**Supplied text:**
* Begin *

Ah, right, because you want the data to be visible in previously legacy
VMs, too.  I see.  Though I'd argue that legacy VMs are already covered
by a management application which can store all of that information
somewhere else.  Managing multiple files is easy for a management
application and never visible to the user.  Exporting and importing VMs
is the point at which it would get visible, but I'd think that is just a
temporary state (before the VM is imported into the user's management
application, at which point that target application can just create its
own configuration file again).

>>>> Soft constraint: Max doesn't like storing blobs in qcow2.
>>>>
>>>> So one solution is to ignore the soft constraint.  OK, valid solution, I
>>>> give you that.  But it doesn't leave me content, probably understandably 
>>>> so.
>>
>> [...]
>>
>>>> But really, if you create a VM, you need a configuration.  Like if you
>>>> set up a new computer, you need to know what you want.  Usually there is
>>>> no sticky label, but you just have to know and input it manually.  Maybe
>>>> you have a sheet of paper, which I'd call the configuration file.
>>>
>>> Most things are figurable-out by the management tools/defaults or
>>> are dependent on the whim of the user - we're only trying to stop the
>>> user doing things that wont work.
>>
>> But what's so bad about an empty screen because the user hasn't read the
>> download description?

* End *

**Work to complete:**
**A)** Update the VM configuration discussion between "Ah, right, because" and "configuration file again).", inclusive, so that "legacy" becomes "older" each time it occurs.
**B)** Take the VM configuration discussion further, picking up after its final line.

**Extracted entries:**
* Begin *

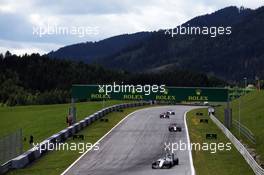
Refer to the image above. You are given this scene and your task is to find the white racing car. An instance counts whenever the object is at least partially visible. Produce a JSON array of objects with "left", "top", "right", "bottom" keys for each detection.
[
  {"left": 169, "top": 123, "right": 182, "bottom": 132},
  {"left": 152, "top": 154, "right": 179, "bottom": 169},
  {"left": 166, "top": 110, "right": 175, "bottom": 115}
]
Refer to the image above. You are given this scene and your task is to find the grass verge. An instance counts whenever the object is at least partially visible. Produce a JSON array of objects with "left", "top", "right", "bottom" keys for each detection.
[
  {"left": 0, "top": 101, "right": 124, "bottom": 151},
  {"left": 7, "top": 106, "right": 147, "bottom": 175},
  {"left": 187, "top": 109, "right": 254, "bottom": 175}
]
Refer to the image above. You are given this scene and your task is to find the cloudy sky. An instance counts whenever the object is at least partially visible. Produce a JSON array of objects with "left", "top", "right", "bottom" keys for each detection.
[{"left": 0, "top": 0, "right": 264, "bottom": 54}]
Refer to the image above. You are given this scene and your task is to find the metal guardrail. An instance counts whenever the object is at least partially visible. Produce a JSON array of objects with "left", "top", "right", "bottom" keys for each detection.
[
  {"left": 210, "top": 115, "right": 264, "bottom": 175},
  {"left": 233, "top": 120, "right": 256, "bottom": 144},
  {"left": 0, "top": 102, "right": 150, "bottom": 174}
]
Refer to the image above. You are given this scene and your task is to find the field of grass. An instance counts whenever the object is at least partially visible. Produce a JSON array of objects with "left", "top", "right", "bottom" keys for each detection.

* End *

**Responses for each task:**
**A)**
Ah, right, because you want the data to be visible in previously older
VMs, too.  I see.  Though I'd argue that older VMs are already covered
by a management application which can store all of that information
somewhere else.  Managing multiple files is easy for a management
application and never visible to the user.  Exporting and importing VMs
is the point at which it would get visible, but I'd think that is just a
temporary state (before the VM is imported into the user's management
application, at which point that target application can just create its
own configuration file again).

**B)**
> 
> Because it's got to be EASY for the customer; seriously - stop punishing
> the user for not noticing something.
> We've got to help the users, if not we get people asking why their VM
> system has given them a black screen, or why the image they just
> downloaded didn't work - it's basic user friendliness.

Again, to me that user friendliness would be provided by not telling
people to download disk images, but by telling them to download
configuration files, which get imported as a VM, at which point the
application asks for the disk image.

> It's not obvious why it's failed; if it was as simple as a nice box
> popping up telling them they'd booted it wouldn't be too bad; but some
> of them will waste 3 hours trying to figure out wth happened.

If they imported the config file instead of the disk first, they'd get
the box.

> *seriously* think about our users.

The thing is that the only report I've heard about something like this
is from myself.  I always had issue with remembering to pump up the
minimum amount of RAM required to boot a Linux image.

But I do realize that if the download page not only offered a raw disk
image, but a qemu config file with it, I would have used it.

>>> Simpler example; what stops you trying to put the PPC qcow image into
>>> your x86 VM system - nothing that I know of.  I just want to stop the
>>> users shooting themselves in the foot.
>>
>> They haven't shot themselves in the foot, they've just wasted a bit of
>> their time, which could've been avoided by reading before clicking.
> 
> *seriously* think about our users.

I do and I realize that setting the machine type is not sufficient.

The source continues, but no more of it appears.